START Given records

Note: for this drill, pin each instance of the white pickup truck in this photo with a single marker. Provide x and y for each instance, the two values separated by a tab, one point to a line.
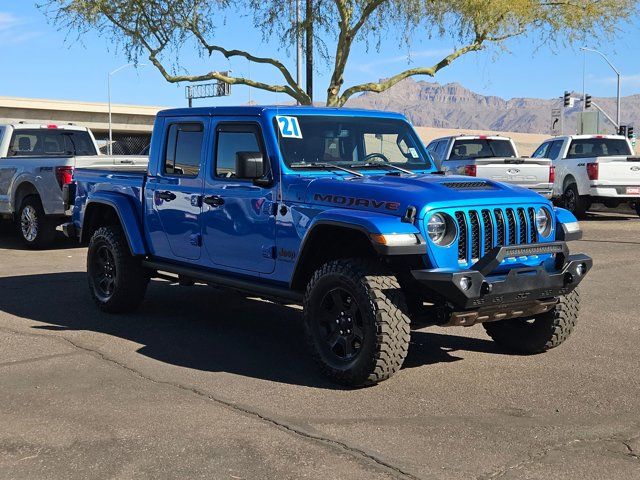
35	162
593	169
494	157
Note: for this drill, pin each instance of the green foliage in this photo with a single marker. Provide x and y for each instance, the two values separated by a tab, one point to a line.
157	28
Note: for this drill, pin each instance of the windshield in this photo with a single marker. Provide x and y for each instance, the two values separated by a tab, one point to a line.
464	149
358	143
50	142
598	147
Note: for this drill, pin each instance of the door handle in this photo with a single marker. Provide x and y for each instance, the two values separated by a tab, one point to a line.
166	196
213	200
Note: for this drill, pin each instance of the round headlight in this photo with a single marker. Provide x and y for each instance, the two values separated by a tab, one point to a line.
439	229
543	222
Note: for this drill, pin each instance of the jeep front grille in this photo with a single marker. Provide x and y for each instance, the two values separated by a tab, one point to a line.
482	230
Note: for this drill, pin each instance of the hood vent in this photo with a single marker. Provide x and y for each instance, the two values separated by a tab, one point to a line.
474	185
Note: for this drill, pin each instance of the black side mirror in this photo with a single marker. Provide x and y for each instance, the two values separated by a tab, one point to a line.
249	165
252	166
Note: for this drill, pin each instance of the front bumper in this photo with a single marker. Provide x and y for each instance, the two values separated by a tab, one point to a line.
519	285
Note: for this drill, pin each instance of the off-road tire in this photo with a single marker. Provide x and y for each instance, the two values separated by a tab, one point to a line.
574	202
539	334
382	315
31	213
129	278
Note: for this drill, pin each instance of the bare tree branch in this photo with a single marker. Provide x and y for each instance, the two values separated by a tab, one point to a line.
390	82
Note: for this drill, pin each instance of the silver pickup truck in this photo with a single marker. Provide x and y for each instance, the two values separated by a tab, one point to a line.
35	163
493	157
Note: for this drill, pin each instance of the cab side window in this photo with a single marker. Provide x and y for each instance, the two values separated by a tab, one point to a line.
554	150
441	149
184	149
541	151
232	140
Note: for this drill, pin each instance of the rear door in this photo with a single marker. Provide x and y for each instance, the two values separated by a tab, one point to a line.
173	193
238	219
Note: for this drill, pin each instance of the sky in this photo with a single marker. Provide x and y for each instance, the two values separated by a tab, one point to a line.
41	61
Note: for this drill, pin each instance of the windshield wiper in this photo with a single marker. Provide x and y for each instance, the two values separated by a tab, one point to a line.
327	166
386	165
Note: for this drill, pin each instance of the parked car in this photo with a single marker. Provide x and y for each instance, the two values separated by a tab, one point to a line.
493	157
35	162
337	210
593	169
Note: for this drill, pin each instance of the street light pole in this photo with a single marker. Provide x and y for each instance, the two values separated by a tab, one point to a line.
109	98
585	49
298	45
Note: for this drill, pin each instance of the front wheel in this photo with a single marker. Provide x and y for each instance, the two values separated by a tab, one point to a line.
541	333
117	280
355	322
35	229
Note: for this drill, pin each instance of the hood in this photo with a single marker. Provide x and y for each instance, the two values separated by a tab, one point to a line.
392	194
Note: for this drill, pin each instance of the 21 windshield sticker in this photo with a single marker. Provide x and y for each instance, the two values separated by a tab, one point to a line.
289	127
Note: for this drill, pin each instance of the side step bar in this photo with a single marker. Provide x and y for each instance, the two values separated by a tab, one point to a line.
280	294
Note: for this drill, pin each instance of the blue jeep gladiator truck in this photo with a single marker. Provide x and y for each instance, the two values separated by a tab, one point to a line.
341	211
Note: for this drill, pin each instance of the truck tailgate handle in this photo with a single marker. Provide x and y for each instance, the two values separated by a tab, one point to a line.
166	196
213	200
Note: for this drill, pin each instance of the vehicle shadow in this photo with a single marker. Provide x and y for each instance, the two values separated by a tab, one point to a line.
9	239
202	328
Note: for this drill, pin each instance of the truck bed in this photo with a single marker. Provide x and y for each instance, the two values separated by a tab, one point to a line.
123	180
531	173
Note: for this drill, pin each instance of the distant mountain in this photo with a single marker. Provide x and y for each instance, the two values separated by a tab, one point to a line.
430	104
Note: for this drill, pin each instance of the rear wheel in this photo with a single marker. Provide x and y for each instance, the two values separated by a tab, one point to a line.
34	228
117	280
355	321
574	202
541	333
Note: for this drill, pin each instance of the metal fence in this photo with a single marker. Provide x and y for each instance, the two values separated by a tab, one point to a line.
124	144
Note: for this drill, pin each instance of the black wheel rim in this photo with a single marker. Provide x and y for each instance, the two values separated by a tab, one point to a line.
341	326
104	272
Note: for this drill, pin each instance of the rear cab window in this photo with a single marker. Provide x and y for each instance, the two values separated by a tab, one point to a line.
233	139
36	142
481	148
184	149
598	147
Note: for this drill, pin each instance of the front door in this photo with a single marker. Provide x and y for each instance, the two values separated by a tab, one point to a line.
175	191
238	217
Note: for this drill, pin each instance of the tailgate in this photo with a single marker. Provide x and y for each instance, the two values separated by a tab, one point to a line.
524	172
623	171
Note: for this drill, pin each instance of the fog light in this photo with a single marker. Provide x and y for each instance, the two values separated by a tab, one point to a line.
465	283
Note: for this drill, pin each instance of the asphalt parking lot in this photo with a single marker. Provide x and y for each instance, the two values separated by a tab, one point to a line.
206	384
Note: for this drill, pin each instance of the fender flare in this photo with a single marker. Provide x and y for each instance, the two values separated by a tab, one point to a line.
18	182
366	223
127	215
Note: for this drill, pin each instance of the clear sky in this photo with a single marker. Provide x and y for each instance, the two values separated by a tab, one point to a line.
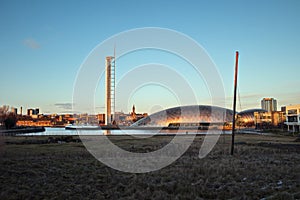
44	43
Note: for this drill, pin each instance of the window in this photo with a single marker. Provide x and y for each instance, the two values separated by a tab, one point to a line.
292	112
292	118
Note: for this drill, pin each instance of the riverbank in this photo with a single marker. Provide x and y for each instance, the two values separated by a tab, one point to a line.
262	167
18	130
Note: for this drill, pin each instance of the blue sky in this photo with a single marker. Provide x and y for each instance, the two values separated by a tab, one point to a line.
44	43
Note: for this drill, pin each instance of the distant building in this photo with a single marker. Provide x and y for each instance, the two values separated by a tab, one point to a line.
14	110
31	111
269	104
292	114
273	119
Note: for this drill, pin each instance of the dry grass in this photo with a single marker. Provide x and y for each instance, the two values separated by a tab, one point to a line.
262	167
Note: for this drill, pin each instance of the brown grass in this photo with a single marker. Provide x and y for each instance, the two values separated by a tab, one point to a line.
262	167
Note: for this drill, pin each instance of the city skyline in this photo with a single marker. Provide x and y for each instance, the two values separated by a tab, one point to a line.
45	43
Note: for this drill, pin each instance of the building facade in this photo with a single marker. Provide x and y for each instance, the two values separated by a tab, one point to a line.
292	114
273	119
269	104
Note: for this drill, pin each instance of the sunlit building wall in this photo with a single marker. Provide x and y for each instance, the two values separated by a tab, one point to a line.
269	104
293	117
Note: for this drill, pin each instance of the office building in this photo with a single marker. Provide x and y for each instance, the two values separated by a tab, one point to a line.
269	104
292	114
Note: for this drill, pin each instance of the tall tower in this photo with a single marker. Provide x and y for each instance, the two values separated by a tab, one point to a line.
110	89
269	104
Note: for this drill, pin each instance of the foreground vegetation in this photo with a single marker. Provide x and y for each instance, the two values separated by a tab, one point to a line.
262	167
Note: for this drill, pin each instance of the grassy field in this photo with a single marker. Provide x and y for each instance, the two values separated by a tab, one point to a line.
263	167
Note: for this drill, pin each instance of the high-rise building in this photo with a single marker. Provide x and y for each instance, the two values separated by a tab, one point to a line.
269	104
109	90
14	110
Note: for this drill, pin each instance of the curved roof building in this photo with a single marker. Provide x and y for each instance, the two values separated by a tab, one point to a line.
191	115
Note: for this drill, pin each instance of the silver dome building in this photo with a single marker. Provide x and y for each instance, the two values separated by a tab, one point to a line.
187	116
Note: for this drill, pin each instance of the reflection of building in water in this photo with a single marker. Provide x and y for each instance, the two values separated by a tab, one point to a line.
188	116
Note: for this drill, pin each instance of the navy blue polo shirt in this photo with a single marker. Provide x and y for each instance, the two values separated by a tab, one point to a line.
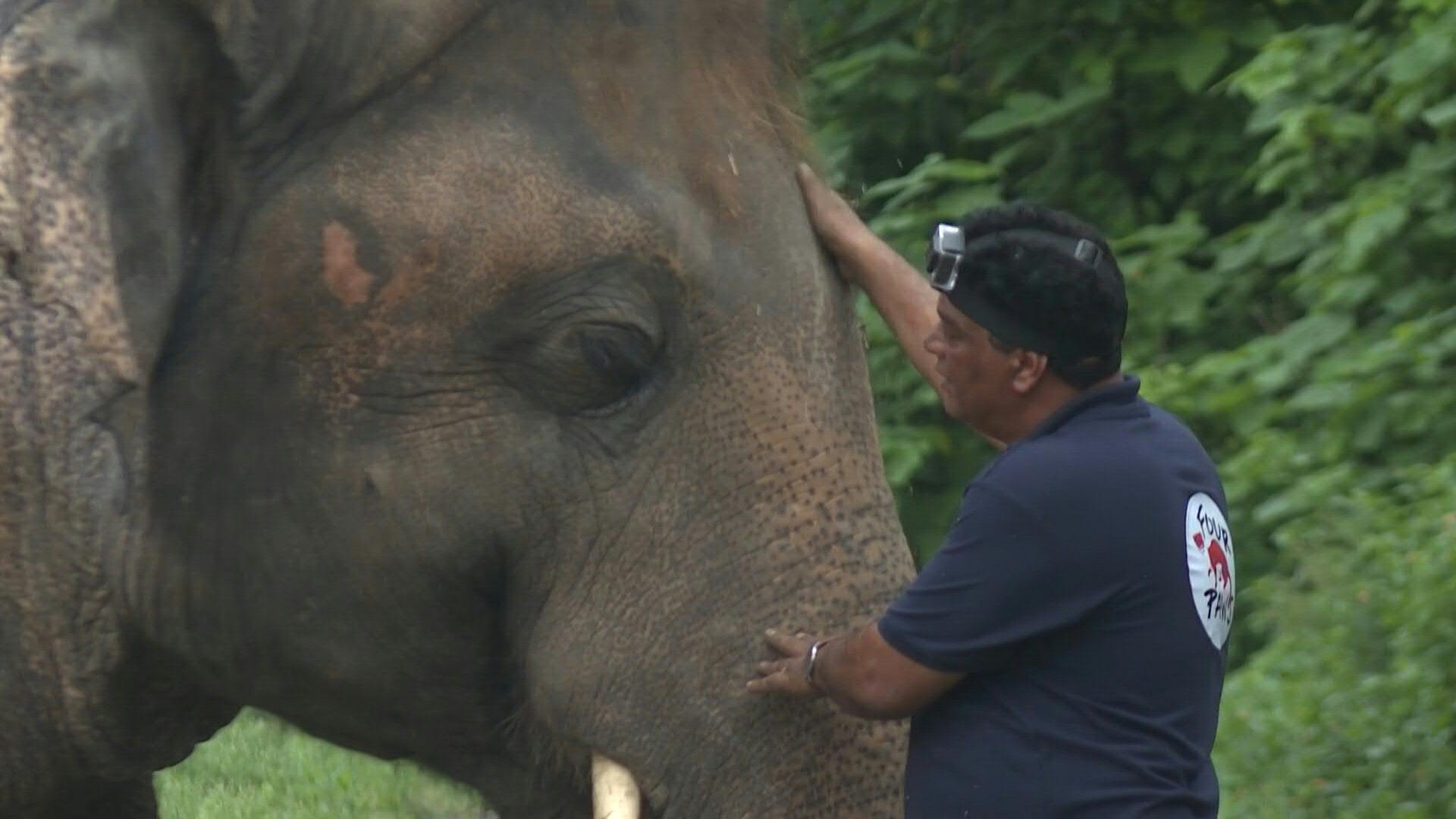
1087	591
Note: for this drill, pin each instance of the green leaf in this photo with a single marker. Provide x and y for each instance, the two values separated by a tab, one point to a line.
1031	110
1201	58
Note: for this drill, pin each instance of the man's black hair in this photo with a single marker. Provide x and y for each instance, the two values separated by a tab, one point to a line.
1049	290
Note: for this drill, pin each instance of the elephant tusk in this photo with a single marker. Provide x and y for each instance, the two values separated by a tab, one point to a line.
613	792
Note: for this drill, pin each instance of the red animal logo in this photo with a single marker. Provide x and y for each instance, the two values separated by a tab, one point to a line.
1218	560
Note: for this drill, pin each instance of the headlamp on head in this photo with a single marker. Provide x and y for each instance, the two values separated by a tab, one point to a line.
943	261
946	264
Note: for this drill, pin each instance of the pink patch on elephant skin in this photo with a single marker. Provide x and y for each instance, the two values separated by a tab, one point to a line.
350	283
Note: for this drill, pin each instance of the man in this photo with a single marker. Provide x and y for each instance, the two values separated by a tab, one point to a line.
1063	653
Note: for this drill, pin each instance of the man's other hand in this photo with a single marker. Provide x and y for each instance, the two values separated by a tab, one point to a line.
785	675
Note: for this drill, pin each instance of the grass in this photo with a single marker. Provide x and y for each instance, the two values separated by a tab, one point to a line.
261	767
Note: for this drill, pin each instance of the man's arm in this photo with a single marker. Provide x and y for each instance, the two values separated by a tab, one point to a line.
859	672
899	292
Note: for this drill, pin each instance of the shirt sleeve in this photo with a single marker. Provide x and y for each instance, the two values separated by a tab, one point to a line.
1001	579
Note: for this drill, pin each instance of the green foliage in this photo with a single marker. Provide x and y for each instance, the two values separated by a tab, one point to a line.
1280	184
1351	708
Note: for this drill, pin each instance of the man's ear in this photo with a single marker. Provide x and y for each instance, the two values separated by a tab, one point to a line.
1028	371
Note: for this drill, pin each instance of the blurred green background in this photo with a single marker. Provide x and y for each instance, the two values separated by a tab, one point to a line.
1279	180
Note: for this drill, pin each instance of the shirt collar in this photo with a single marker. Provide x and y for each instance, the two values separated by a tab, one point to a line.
1114	394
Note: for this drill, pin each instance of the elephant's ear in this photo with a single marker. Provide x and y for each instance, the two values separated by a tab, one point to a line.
104	114
107	112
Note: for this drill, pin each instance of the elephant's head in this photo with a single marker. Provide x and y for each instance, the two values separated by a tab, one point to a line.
510	398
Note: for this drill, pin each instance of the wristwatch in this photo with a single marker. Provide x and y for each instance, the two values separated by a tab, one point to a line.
813	657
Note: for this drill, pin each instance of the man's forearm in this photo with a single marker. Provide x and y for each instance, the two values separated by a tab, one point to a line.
851	678
902	297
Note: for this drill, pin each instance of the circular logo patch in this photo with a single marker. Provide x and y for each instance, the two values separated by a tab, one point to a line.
1210	567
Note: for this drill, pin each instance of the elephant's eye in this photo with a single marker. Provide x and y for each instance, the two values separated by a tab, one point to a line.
592	369
620	359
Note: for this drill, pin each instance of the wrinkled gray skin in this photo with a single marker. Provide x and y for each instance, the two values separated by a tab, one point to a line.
459	381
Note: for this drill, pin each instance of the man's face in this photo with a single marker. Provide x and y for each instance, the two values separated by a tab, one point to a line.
974	375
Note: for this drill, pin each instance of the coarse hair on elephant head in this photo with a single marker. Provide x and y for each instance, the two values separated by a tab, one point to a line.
488	392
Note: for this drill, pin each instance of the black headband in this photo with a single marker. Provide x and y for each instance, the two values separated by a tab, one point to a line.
952	276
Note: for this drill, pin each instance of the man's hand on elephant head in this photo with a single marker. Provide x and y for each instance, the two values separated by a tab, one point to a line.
788	673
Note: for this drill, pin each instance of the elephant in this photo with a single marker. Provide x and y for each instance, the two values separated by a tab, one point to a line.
457	379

END Given records

Task brief:
The line with "Note: for this drill, pin each instance of the man's face" and every line after it up to the end of the entries: output those exactly, and only those.

Result of this exercise:
Note: for this drill, pin each instance of the man's face in this photo with a single marker. Provide x and y for each instance, the two values separated by a tab, one point to a line.
974	375
Note: for this drill, pin each instance of the coarse hair on elephant head in this photo with a single marker. Provide x and y for each instance, the two values separated by a tab, one point to a line.
488	392
Note: for this drill, pin each instance of the black headband in this photo with a single marker. Provide x and y for each instance, the two values separated by a tab, one point to a line.
952	276
Note: for this drill, pin each instance of the man's hand on elephant head in this photo with a single marker. Provide x and y for each instance, the two values separated by a tab, one point to a line.
788	673
Note: for this drill, pin each instance of the elephant in this photo with a single marker. Provide x and y for each instance, the two values separated by a tab, one point to a line.
457	379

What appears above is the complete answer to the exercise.